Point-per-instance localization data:
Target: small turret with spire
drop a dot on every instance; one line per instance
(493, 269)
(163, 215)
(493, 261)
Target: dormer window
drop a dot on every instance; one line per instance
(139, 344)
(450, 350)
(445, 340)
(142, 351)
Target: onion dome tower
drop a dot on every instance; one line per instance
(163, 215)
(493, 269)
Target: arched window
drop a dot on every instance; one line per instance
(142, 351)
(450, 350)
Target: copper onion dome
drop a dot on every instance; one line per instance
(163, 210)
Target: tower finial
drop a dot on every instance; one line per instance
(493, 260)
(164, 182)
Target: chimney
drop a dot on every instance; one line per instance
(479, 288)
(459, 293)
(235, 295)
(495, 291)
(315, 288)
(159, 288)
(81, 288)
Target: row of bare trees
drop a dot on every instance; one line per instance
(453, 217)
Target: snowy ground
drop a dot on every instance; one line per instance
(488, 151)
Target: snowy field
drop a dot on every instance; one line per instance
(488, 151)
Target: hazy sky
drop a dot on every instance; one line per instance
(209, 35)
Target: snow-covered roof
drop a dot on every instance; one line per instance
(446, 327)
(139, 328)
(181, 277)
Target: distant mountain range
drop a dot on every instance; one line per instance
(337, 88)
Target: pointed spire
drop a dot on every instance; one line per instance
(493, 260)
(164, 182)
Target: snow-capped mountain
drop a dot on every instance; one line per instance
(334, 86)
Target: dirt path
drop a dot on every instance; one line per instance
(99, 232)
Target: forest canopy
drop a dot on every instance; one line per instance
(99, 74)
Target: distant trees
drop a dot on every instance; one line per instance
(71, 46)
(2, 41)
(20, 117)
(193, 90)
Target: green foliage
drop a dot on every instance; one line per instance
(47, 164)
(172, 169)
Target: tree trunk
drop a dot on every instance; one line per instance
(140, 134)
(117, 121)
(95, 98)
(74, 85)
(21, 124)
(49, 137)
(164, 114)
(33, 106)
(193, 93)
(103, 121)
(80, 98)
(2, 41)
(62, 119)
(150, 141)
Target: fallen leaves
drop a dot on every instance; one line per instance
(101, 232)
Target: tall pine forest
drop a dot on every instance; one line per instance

To do — Repeat exactly the lines above, starting with the first line of the records and finishing with the line holding "Target: snow-capped mountain". Add no other line.

Answer below —
Target: small turret with spire
drop a dot on every instance; one line per instance
(493, 269)
(163, 215)
(493, 261)
Target: dormer window
drop a dot on every instance; one line per instance
(139, 344)
(450, 350)
(445, 340)
(142, 351)
Target: onion dome tower
drop a dot on every instance; one line per instance
(163, 215)
(493, 269)
Target: arched window
drop a dot on every instance; one line per instance
(142, 351)
(450, 350)
Target: copper onion dome
drop a dot on every instance; one line per instance
(163, 210)
Target: tower finial
drop a dot on every instance; one line per instance
(493, 260)
(164, 182)
Target: chimney
drop a dot on every instance; one line per instance
(479, 288)
(459, 293)
(235, 295)
(495, 291)
(315, 288)
(159, 288)
(81, 288)
Target: row of bare trees
drop a dot on every instance; one line per instance
(453, 217)
Target: snowy ground
drop a dot on every instance; one line per instance
(488, 151)
Target: snowy field
drop a dot on every instance; one line per instance
(488, 151)
Target: hazy sky
drop a dot on every instance; one line per instance
(209, 35)
Target: snow-covered roof
drop a dot on every instance; one line per instance
(446, 327)
(139, 328)
(181, 277)
Target: distant mountain range
drop a dot on every instance; one line per instance
(337, 88)
Target: pointed spire
drop a dot on every instance; one line per instance
(493, 260)
(164, 182)
Target: snow-capped mountain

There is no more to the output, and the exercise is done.